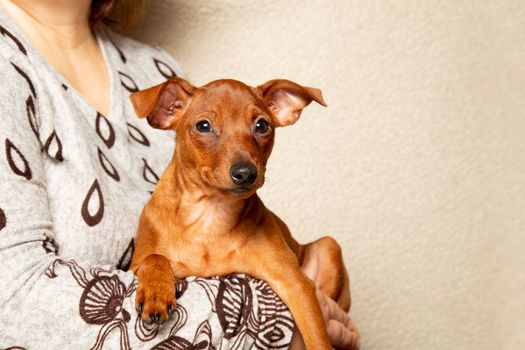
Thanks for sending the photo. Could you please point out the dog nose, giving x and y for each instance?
(243, 174)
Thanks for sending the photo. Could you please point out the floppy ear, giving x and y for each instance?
(287, 99)
(162, 104)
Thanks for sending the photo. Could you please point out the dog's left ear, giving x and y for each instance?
(163, 103)
(287, 99)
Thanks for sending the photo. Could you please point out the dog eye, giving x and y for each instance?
(203, 126)
(261, 126)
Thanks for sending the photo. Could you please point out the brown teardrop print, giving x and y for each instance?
(121, 54)
(50, 245)
(26, 77)
(30, 109)
(3, 220)
(93, 220)
(166, 71)
(128, 82)
(11, 153)
(53, 147)
(105, 130)
(107, 166)
(125, 259)
(137, 135)
(148, 174)
(17, 42)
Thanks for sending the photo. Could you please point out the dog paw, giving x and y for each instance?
(155, 301)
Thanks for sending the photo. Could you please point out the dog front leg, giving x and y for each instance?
(325, 261)
(297, 291)
(155, 298)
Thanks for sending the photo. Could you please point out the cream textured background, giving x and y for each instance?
(418, 164)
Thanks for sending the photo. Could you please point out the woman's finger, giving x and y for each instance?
(335, 312)
(342, 337)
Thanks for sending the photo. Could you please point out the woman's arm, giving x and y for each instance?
(48, 301)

******

EXERCISE DETAILS> Could you transcribe the records above exactly, leaving every picture out?

TASK SOLUTION>
Thanks for sending the photo. Could you please point out the dog nose, giving x and y for each instance?
(243, 174)
Thanks for sending the photo. Could you please point out the floppy ear, giving x and y for each instance?
(287, 99)
(162, 104)
Thanks for sending the photo. Could you please point out the dog's left ear, giving x and y for each instance?
(163, 103)
(287, 99)
Thanks for sending the photo. Could you please point out the dog eye, giving x and y for each instance?
(203, 126)
(261, 126)
Thanks for sending the photo. Could you please point out the brown teardrop print, giving x and y for each instance?
(121, 54)
(50, 245)
(26, 77)
(30, 109)
(3, 220)
(93, 220)
(166, 71)
(128, 82)
(11, 153)
(53, 147)
(105, 130)
(107, 166)
(125, 259)
(137, 135)
(148, 174)
(17, 42)
Thanks for sending the photo. Could you please point out the dog paw, giving x and y for each instance?
(155, 301)
Thanks for sending the photo. Could you please point out the dog front leg, giving x and y for each instance?
(325, 261)
(297, 291)
(155, 298)
Thanks for sending the photo. Could you please point out the cream textured background, giving x and y for each instance?
(418, 164)
Thanks for sending the photo. Could you please point out the woman's finger, giving x and y for each instance?
(335, 312)
(342, 337)
Thanks for sending the photo. Could you please point out the woman's arm, giving x and y for each instance?
(48, 301)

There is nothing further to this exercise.